Action item A. In the dermatology congress post below, reproduce word for word the passage from "In this setting" up to and including "I take lightly.".
Action item B. Name every person mentioned by name in the dermatology congress post below, with the title it gives each one.

Selected passage.
== Segment start ==

Titbits from the 5th Combined Dermatology Congress of SA:
Once a year, there is great anticipation as the dermatologists of South Africa get together to learn about the latest research and novel treatments from both international and local keynote speakers. This year was no exception. We came away enlightened and newly inspired to bring the latest in dermatology back to our own practices. From the inimitable Mrs Sabrina Shah-Desai with her unique blend of humour and pearls in teaching anatomy and injectables (Oh the lasting impression the image of her ‘resting bitch face’ for Botox treatments has made 😊) to Prof Amy Paller and our very own Prof Dlovu whose contribution to dermatology made me feel about 2 feet tall. What a congress and the greatest appreciation for Prof Khumalo and her team for bringing us such a fantastic line-up of speakers.
In this setting of esteemed and inspirational leaders in our field, it was a great honour to present on two topics I am known to be passionate (OK, a little obsessed) about: clean beauty and the minefield of a topic that is sunscreen and its safety.
I am known to joke that buying a serum or sunscreen have never been so complicated. But cosmetic ingredient safety is not really something I take lightly.
Between navigating conflicting opinions about which ingredients to trust and being bombarded in the media by marketing campaigns promising astonishing results from your home-care products, it is enough to make your head spin. Take this together with the latest storm over the safety of chemical filters in sunscreens and the confusion deepens. In fact, I am surprised how few of my patients are aware that two sunscreen filters have been banned outright in Hawaii and Key West in Florida with another 10 of the most common chemical filters under investigation and no longer considered GRASE (or Generally Recognised as Safe and Effective).
So for those of you unwilling to listen to the full hour of nitty-gritty behind these two topics (and why not ) this is where we stand currently:
- We have the evidence that certain ingredients such as parabens, phthalates and oxybenzone (a sunscreen chemical filter) can mess with our hormones (think infertility).

== Segment end ==

Provided material.
== Segment start ==

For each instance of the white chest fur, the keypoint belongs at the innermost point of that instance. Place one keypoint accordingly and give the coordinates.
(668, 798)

== Segment end ==
== Segment start ==

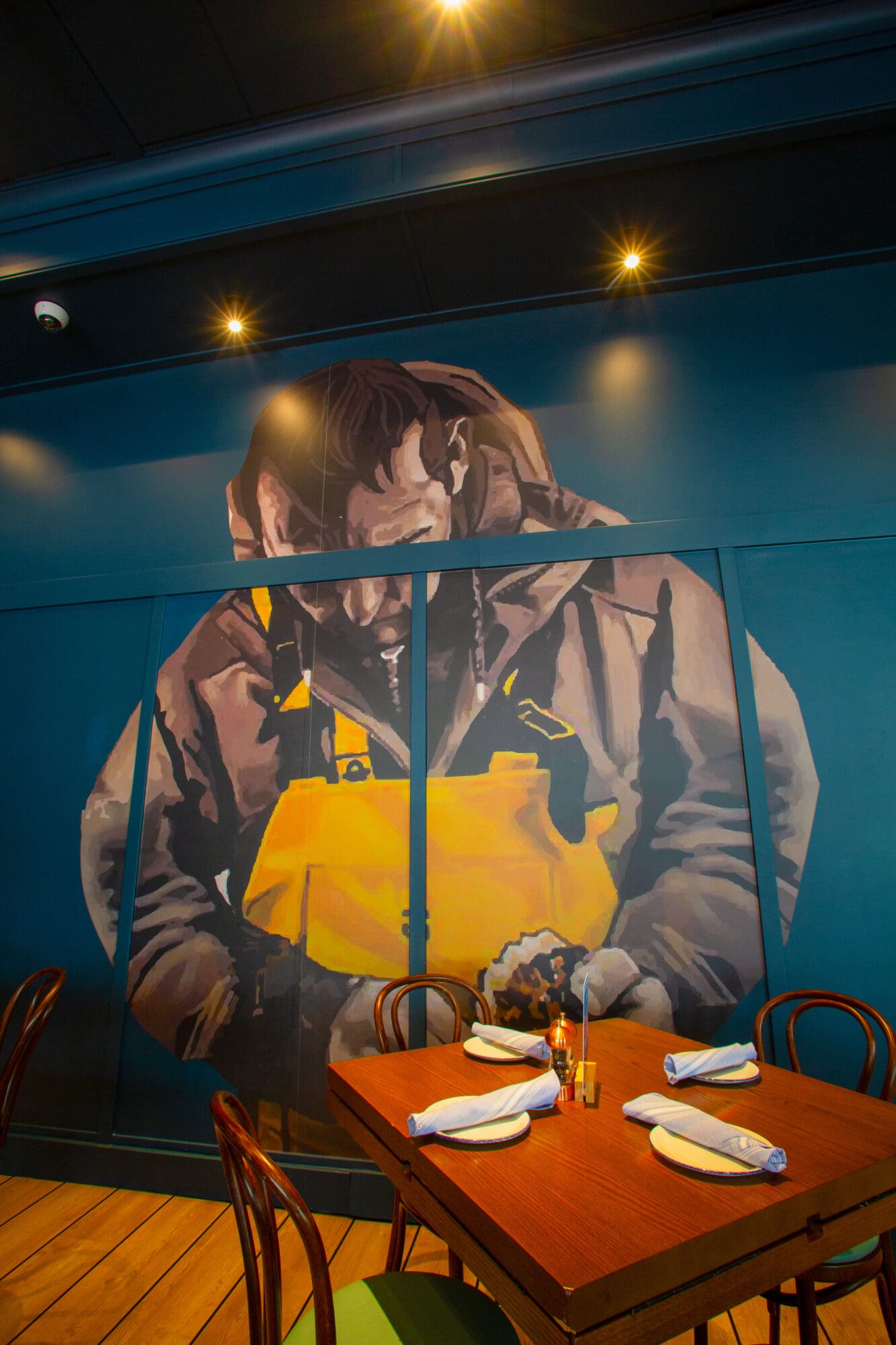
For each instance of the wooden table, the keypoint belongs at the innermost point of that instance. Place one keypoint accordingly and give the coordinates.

== Segment end ==
== Segment start ==

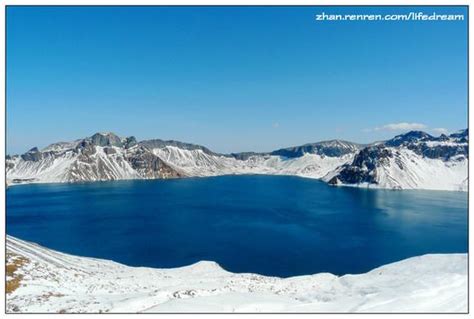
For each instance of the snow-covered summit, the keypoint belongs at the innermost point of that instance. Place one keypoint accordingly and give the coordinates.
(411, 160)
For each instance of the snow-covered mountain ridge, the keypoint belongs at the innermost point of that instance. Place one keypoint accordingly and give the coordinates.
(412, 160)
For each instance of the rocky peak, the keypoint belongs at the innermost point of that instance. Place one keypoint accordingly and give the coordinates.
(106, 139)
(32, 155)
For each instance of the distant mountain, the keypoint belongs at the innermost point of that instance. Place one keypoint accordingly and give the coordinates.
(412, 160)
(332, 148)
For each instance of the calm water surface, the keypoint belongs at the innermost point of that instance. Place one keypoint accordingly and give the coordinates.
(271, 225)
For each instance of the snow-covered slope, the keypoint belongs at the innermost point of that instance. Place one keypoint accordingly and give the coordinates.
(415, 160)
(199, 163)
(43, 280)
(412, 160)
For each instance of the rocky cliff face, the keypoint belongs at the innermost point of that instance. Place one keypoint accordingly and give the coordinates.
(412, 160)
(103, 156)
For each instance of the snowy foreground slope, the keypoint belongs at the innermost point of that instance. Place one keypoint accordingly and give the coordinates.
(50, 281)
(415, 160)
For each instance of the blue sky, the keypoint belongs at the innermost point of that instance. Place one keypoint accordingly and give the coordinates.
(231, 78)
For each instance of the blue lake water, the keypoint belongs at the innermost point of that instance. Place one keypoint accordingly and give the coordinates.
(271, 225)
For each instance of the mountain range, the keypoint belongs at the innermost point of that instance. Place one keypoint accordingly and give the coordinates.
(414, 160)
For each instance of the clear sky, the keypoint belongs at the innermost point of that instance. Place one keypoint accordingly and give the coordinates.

== Segment end ==

Your solution A.
In this setting of esteemed and inspirational leaders in our field, it was a great honour to present on two topics I am known to be passionate (OK, a little obsessed) about: clean beauty and the minefield of a topic that is sunscreen and its safety.
I am known to joke that buying a serum or sunscreen have never been so complicated. But cosmetic ingredient safety is not really something I take lightly.

Your solution B.
- Mrs Sabrina Shah-Desai
- Prof Amy Paller
- Prof Dlovu
- Prof Khumalo